====== Material for this task

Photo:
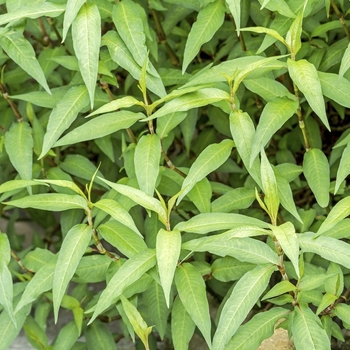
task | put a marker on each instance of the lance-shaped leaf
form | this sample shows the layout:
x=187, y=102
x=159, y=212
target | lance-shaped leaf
x=191, y=289
x=64, y=114
x=316, y=171
x=50, y=201
x=100, y=126
x=288, y=240
x=22, y=53
x=19, y=147
x=117, y=212
x=73, y=248
x=243, y=131
x=209, y=222
x=127, y=274
x=260, y=327
x=243, y=297
x=307, y=329
x=86, y=34
x=146, y=160
x=139, y=197
x=122, y=237
x=304, y=75
x=209, y=160
x=329, y=248
x=72, y=9
x=45, y=9
x=168, y=249
x=273, y=116
x=209, y=20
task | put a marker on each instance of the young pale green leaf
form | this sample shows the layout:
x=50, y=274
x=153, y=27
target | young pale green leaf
x=168, y=249
x=6, y=290
x=72, y=249
x=127, y=274
x=304, y=75
x=208, y=161
x=288, y=240
x=147, y=157
x=273, y=116
x=243, y=131
x=100, y=126
x=243, y=297
x=123, y=102
x=191, y=289
x=72, y=9
x=64, y=114
x=260, y=327
x=86, y=34
x=136, y=320
x=329, y=248
x=335, y=87
x=209, y=20
x=19, y=147
x=307, y=329
x=22, y=53
x=98, y=336
x=182, y=326
x=140, y=198
x=209, y=222
x=316, y=171
x=50, y=201
x=45, y=9
x=122, y=237
x=117, y=212
x=269, y=185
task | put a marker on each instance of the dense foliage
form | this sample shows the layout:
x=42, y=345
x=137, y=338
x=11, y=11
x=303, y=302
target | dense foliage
x=175, y=152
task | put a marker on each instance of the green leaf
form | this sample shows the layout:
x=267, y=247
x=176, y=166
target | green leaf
x=282, y=110
x=327, y=247
x=64, y=114
x=243, y=297
x=316, y=171
x=168, y=249
x=307, y=330
x=72, y=249
x=147, y=157
x=288, y=240
x=182, y=326
x=22, y=53
x=86, y=34
x=260, y=327
x=100, y=126
x=127, y=274
x=304, y=75
x=209, y=20
x=209, y=160
x=98, y=336
x=117, y=212
x=19, y=147
x=191, y=289
x=50, y=201
x=122, y=237
x=72, y=9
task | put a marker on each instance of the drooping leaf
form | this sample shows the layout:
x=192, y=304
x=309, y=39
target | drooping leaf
x=243, y=297
x=63, y=115
x=316, y=171
x=72, y=249
x=86, y=33
x=168, y=248
x=304, y=75
x=191, y=289
x=209, y=20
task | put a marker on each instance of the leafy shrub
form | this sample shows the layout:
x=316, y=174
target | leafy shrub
x=175, y=151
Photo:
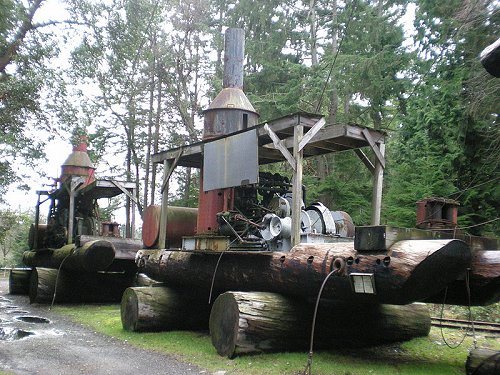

============

## Brief
All the lines that hold the word "instance" must appear in the answer, copied from the records.

## Solution for this task
task | put a marker on each instance of the lance-shaped leaf
task | put a marker on each instance of the young pale green leaf
task | put a marker on each instance of the dense foliage
task | put a marker on each instance of the green leaf
task | put a marker on each instance of the drooping leaf
task | put a marker on each instance of the leafy shrub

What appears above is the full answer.